(Data records)
************

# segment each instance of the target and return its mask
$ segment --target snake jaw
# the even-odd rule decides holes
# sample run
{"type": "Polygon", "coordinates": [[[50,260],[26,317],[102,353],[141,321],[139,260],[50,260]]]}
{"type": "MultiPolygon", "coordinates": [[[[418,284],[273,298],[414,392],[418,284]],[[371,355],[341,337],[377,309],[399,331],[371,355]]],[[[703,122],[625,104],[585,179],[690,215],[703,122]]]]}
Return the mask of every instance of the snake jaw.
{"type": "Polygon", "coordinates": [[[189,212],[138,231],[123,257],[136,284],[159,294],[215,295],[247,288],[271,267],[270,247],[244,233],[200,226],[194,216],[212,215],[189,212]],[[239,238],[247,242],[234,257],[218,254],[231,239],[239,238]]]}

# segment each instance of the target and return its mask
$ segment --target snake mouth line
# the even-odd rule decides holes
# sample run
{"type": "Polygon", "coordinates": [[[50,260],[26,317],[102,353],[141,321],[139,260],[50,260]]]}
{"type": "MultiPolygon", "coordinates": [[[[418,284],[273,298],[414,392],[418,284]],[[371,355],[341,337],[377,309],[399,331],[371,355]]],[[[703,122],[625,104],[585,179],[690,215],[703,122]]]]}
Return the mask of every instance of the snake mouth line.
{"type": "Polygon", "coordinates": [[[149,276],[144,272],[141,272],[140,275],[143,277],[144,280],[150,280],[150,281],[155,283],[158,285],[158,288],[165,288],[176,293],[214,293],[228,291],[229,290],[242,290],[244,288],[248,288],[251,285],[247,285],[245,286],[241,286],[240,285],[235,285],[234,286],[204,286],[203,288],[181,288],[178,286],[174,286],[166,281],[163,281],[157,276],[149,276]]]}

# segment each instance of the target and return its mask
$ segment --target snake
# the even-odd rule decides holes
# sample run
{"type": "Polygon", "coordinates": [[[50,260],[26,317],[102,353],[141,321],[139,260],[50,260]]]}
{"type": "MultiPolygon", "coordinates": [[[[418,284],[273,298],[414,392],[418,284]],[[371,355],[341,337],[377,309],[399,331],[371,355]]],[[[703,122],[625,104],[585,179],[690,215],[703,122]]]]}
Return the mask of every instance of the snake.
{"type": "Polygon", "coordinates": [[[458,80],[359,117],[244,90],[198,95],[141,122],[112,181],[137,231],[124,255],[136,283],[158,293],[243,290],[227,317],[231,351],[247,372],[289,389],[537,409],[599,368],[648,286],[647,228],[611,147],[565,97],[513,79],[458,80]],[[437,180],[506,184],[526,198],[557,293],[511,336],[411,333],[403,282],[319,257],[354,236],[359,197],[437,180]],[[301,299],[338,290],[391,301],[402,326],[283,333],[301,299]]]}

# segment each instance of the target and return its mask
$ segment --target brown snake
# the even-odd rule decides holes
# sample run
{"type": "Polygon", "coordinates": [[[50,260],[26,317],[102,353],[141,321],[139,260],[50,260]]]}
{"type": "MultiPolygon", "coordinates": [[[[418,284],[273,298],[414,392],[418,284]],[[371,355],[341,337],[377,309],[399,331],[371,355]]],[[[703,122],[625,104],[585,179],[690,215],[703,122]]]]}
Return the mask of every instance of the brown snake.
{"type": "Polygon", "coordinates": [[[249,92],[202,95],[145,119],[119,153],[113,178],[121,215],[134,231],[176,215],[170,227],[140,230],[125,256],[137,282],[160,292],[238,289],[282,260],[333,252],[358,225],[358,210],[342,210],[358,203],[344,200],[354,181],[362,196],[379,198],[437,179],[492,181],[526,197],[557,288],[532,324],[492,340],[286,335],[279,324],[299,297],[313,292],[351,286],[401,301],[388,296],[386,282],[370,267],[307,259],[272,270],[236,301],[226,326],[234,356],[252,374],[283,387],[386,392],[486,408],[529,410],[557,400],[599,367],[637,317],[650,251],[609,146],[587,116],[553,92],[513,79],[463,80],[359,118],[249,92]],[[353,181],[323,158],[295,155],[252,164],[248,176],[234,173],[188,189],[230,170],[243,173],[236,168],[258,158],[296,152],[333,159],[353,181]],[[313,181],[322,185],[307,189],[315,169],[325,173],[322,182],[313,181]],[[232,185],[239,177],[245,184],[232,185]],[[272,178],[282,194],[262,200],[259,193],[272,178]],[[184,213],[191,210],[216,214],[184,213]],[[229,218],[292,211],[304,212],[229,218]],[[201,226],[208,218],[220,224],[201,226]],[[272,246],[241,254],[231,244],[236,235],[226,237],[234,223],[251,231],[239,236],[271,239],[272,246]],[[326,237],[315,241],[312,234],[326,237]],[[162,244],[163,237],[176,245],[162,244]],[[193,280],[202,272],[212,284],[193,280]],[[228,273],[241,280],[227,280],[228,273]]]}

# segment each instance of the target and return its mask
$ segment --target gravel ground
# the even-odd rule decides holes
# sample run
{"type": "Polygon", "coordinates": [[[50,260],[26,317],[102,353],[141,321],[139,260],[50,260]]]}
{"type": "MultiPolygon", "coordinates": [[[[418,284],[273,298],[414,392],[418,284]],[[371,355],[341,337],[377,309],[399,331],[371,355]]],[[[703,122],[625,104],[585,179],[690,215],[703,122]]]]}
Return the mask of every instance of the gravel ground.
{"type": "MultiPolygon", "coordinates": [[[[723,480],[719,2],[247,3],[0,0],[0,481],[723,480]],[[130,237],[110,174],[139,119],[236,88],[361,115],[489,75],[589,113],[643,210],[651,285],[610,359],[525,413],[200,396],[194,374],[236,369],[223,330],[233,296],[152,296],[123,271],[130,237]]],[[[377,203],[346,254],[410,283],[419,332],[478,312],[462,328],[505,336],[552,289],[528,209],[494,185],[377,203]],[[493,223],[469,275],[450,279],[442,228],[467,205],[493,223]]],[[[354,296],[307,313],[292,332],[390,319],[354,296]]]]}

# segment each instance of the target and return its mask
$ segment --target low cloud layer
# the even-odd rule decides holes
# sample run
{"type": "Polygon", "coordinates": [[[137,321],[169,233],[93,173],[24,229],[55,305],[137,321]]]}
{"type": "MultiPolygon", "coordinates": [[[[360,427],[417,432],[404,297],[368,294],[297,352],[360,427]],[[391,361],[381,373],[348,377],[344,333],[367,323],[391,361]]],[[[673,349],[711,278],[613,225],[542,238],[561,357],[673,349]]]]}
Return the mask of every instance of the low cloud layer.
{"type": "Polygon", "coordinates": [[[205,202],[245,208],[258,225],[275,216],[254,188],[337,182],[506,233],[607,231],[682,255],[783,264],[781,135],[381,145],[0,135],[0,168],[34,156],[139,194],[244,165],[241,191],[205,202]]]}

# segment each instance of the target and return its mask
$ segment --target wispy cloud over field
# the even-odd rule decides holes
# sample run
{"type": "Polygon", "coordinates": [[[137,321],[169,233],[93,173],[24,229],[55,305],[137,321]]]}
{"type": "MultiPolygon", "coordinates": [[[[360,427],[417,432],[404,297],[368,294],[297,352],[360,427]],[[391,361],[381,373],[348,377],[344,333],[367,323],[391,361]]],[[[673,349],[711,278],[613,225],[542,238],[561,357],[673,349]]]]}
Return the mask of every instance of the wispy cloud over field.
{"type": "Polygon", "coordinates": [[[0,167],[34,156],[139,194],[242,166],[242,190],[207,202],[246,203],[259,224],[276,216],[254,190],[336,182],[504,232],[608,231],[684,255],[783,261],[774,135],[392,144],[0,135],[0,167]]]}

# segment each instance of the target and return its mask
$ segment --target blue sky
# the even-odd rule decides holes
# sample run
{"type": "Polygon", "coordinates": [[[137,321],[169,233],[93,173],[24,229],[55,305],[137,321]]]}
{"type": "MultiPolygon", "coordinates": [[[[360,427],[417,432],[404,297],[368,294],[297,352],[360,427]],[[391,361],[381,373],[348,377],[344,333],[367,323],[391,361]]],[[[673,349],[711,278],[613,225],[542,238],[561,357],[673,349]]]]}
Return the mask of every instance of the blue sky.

************

- Directions for this task:
Please pull out each line in the entries above that contains the string "brown".

- Task solution:
$ segment --target brown snake
Return the mask of every instance of the brown snake.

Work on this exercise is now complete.